READING TEXT:
Application of SWARM to CUPRA library screening data. (a) A portion (m/z 2030–2230) of ESI mass spectrum acquired in positive ion mode for an aqueous ammonium acetate (200 mM, pH 6.8, 25 °C) solutions of hCA1 (P, 10.4 μM) and the CL library (CL0CL19 (≡L0–L19), each 3 μM). (b) Mass spectrum from (a) following treatment with SWARM using adduct distribution template shown in inset. SWARM was implemented using SG filter (window = 41, order = 4) and ALS baseline subtraction (smoothness = 108, asymmetry = 0.001) after every SWARM cycle (window width = 25 Th). (c) and (d) Comparison of ligand affinities measured from the ESI-MS data shown in (a) and (b), respectively, with values reported in reference [13]

Plotted in Figure 4c and d are the affinities of CL0CL19 for hCA1 determined from the ESI mass spectrum in Figure S4, before and after treatment with SWARM, respectively, and the reported values, which were measured one ligand at a time by ESI-MS [13]. Prior to SWARM, the estimated affinities determined for the library correlate poorly with the values from individual measurements (R2 of 0.43) and were systematically high (4- to 10-fold overestimation). Importantly, following treatment with SWARM, the affinities measured for library correlate much better with the results from individual binding measurements (R2 of 0.8 and slope > 0.9).

SET OF TASKS:
a) From the SWARM text, extract the passage between "Plotted in Figure" and "0.8 and slope > 0.9).", inclusive.
b) List every condition the SWARM text gives for the aqueous ammonium acetate solution.

EXERCISE DATA:

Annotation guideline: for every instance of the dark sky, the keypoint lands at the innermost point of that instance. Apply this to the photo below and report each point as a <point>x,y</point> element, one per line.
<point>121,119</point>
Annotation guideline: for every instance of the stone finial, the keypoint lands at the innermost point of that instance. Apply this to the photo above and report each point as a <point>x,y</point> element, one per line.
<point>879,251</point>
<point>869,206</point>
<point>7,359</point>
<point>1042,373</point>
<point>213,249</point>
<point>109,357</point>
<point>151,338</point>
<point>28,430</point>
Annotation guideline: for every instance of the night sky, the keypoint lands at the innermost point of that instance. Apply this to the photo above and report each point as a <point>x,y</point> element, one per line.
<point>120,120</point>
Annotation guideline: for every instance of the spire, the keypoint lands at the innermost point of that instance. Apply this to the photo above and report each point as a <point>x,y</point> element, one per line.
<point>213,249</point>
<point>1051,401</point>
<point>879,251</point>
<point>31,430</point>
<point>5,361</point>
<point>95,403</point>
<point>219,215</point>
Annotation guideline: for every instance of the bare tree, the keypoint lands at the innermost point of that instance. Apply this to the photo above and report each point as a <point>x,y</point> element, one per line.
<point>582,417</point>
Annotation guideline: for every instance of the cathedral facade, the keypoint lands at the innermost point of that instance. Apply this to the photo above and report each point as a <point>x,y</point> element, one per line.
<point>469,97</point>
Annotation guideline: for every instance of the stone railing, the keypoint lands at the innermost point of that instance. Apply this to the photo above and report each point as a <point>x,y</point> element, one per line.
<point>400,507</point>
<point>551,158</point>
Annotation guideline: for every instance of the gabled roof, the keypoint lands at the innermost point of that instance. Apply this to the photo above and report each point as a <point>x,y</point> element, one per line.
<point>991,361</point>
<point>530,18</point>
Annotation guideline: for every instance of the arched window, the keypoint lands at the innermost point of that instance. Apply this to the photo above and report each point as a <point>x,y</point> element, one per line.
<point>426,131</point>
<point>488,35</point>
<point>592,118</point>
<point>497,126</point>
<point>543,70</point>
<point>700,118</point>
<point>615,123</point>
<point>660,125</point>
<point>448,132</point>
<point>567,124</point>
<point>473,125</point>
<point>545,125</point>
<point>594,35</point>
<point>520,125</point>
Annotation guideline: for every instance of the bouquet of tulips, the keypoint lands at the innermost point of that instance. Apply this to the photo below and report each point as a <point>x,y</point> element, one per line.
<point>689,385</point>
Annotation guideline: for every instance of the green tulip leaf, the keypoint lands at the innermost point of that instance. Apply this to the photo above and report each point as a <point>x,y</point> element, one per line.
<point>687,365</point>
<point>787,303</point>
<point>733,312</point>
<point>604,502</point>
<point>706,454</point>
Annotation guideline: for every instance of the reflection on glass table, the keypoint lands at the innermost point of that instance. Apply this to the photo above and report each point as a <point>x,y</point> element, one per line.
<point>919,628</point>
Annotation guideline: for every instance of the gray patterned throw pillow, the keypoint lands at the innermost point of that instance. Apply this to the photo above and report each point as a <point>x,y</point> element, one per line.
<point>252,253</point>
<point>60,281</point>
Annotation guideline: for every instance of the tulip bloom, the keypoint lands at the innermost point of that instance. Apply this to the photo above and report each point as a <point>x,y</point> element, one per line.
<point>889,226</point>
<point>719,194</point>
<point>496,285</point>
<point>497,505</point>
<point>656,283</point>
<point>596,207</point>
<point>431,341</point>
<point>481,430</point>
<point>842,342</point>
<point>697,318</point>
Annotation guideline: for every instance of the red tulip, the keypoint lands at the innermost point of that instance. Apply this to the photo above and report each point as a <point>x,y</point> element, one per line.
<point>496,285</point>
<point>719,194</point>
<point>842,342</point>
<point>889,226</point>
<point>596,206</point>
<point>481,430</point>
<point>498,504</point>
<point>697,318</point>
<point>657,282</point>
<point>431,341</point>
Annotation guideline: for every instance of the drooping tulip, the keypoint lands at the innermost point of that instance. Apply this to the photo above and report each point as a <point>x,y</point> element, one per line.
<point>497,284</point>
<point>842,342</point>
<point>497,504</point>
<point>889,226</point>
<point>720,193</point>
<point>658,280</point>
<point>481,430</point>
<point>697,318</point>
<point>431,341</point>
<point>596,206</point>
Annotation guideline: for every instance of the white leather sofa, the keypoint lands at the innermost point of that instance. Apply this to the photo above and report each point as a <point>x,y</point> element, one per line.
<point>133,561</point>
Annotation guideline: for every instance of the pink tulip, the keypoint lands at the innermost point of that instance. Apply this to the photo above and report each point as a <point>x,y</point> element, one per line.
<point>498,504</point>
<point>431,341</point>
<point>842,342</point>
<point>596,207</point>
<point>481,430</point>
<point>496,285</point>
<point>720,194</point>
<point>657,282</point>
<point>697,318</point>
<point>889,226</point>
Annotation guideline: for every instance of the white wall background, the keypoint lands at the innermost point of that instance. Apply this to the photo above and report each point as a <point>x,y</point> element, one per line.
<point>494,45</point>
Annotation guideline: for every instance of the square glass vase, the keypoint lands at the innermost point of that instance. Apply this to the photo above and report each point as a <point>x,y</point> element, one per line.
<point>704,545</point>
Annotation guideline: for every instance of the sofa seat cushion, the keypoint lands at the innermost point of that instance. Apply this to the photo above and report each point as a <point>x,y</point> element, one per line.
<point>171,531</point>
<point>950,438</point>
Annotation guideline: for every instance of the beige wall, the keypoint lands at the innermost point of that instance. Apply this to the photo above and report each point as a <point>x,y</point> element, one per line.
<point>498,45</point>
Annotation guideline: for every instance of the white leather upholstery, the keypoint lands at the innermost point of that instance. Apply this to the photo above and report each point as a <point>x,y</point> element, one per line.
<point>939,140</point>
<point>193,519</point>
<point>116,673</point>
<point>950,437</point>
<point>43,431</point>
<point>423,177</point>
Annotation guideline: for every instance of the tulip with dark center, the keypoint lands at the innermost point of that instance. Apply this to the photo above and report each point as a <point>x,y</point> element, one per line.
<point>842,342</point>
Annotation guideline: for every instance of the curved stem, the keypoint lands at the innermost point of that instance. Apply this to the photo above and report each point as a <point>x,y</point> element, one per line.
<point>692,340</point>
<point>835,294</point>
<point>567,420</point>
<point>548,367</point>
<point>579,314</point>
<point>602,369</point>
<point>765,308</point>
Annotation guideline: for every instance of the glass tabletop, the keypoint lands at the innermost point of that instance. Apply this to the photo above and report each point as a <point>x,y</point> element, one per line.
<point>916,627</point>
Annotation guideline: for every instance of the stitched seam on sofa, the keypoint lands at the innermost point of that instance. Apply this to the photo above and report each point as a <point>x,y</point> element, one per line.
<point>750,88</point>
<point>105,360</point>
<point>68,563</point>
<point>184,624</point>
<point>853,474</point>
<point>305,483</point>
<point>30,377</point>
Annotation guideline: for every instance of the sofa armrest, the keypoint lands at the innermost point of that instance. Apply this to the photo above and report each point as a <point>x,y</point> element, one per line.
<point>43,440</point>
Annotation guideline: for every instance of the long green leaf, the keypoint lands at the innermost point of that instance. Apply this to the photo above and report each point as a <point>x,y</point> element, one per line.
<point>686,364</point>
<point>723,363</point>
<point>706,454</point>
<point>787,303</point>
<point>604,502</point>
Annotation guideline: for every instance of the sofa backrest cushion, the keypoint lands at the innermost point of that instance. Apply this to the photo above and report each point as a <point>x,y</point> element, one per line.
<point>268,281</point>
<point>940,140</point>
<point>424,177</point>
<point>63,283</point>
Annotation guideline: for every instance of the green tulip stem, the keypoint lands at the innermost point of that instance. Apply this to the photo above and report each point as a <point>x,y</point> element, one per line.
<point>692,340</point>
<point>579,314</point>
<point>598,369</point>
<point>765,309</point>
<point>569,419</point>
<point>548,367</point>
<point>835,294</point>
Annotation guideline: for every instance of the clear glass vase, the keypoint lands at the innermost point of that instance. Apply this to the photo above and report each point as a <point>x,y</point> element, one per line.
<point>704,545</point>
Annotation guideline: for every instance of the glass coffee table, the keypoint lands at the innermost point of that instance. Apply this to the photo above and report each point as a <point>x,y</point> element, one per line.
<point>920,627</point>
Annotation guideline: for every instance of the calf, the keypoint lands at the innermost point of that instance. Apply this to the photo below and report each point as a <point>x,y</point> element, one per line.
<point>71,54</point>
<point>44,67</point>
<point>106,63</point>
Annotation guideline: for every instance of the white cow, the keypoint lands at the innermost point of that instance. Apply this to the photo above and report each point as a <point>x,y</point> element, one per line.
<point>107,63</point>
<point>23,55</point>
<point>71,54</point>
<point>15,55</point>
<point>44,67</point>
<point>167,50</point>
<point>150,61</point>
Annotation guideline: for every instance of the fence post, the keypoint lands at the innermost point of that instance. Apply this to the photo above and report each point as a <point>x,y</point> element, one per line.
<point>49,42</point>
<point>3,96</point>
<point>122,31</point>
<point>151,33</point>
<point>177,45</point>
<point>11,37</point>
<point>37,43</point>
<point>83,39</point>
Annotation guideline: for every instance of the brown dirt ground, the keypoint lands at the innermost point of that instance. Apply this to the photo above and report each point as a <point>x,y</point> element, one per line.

ANSWERS TO THIS EXERCISE:
a)
Plotted in Figure 4c and d are the affinities of CL0CL19 for hCA1 determined from the ESI mass spectrum in Figure S4, before and after treatment with SWARM, respectively, and the reported values, which were measured one ligand at a time by ESI-MS [13]. Prior to SWARM, the estimated affinities determined for the library correlate poorly with the values from individual measurements (R2 of 0.43) and were systematically high (4- to 10-fold overestimation). Importantly, following treatment with SWARM, the affinities measured for library correlate much better with the results from individual binding measurements (R2 of 0.8 and slope > 0.9).

b)
200 mM
pH 6.8
25 °C